■ **Task prompt**
Please repeat, word for word, the part of the text on transforming data starting with "log(abs(-100))" and going on through "head(mt_cars_sqrt)".

■ **Source text**
Better idea: use absolute values (abs())
log(abs(-100))
## [1] 4.60517
Always make it clear in your paper if you’ve transformed the data. Turning negative values into positive values by taking the absolute value is perfectly fine as long as you make it clear you’ve done so – and that doing so is supported by the literature in some way. You can report your result as “the log absolute value of x” instead of just “x”. The downside is that this often makes interpretation a little more difficult.
It’s also possible to do transformations via square roots:
mt_cars_sqrt<-mtcars %>% mutate(HP_SQRT=sqrt(hp)) %>% select(hp,HP_SQRT)
head(mt_cars_sqrt)
## hp HP_SQRT
## Mazda RX4 110 10.488088
## Mazda RX4 Wag 110 10.488088
## Datsun 710 93 9.643651
## Hornet 4 Drive 110 10.488088
## Hornet Sportabout 175 13.228757
## Valiant 105 10.246951
hist(mtcars$hp,breaks=10,probability = T)
lines(density(mtcars$hp),col='red',lwd=2)
hist(mt_cars_sqrt$HP_SQRT,breaks=10,probability = T)
lines(density(mt_cars_sqrt$HP_SQRT),col='red',lwd=2)
Which is better? The main advantage is that square root transformations can be applied to values of “zero”.
sqrt(0)
## [1] 0
log(0)
## [1] -Inf

■ **Excerpted records**
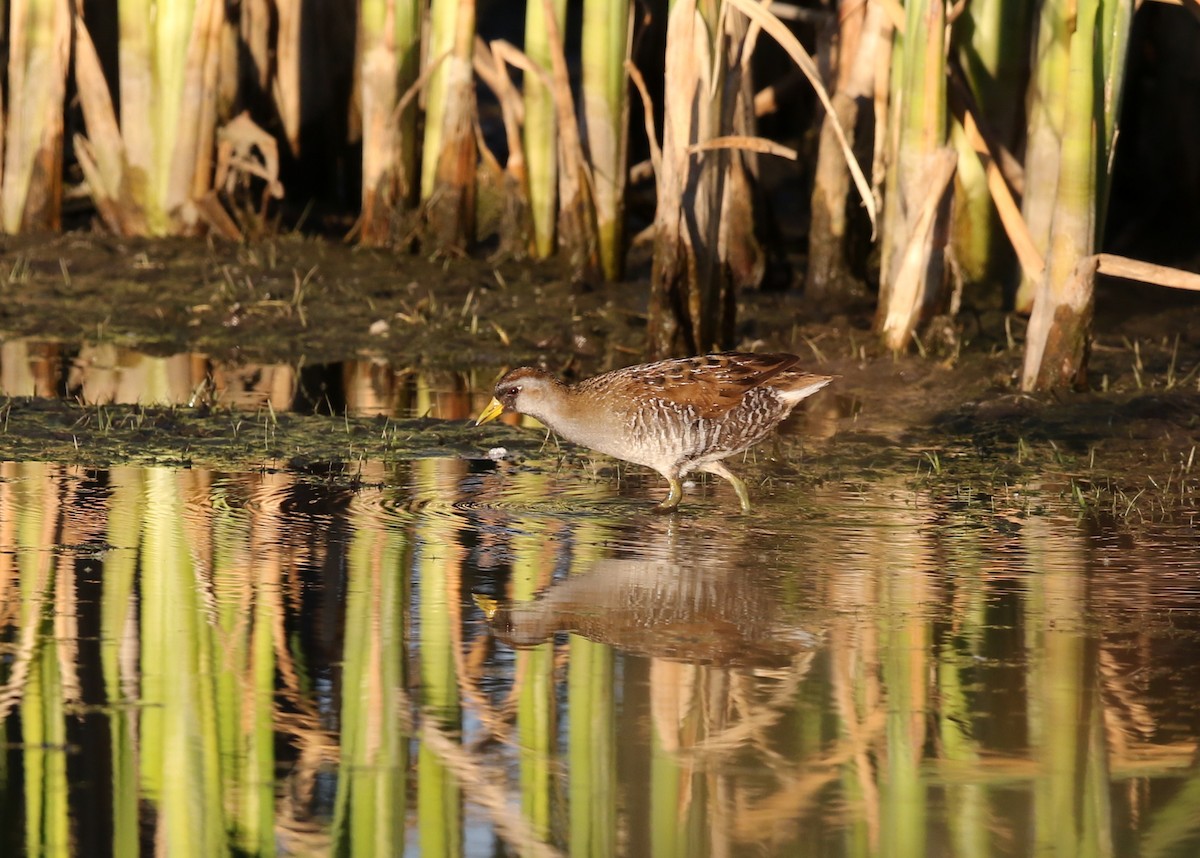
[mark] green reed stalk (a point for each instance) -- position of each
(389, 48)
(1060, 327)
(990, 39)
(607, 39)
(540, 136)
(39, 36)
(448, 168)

==

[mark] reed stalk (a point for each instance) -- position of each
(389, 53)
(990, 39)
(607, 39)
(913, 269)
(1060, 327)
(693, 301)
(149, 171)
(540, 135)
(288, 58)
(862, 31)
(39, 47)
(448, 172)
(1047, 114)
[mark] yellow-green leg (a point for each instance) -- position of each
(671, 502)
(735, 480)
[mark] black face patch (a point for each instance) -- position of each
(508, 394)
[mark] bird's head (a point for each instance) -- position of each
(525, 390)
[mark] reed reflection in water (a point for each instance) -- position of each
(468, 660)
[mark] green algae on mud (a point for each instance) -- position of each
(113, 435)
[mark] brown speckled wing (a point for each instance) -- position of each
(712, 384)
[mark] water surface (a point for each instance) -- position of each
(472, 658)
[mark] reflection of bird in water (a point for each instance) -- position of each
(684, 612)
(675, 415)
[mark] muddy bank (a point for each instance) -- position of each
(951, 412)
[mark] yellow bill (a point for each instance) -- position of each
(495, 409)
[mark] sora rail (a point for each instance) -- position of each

...

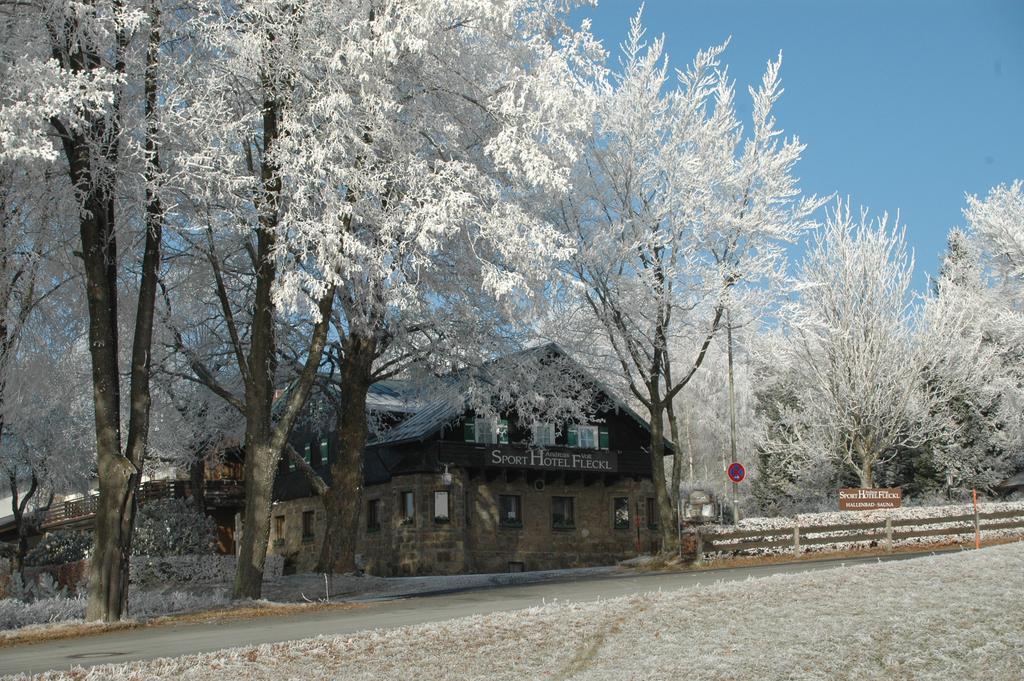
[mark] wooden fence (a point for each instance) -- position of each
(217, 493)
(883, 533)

■ **Exercise solution**
log(abs(-100))
## [1] 4.60517
Always make it clear in your paper if you’ve transformed the data. Turning negative values into positive values by taking the absolute value is perfectly fine as long as you make it clear you’ve done so – and that doing so is supported by the literature in some way. You can report your result as “the log absolute value of x” instead of just “x”. The downside is that this often makes interpretation a little more difficult.
It’s also possible to do transformations via square roots:
mt_cars_sqrt<-mtcars %>% mutate(HP_SQRT=sqrt(hp)) %>% select(hp,HP_SQRT)
head(mt_cars_sqrt)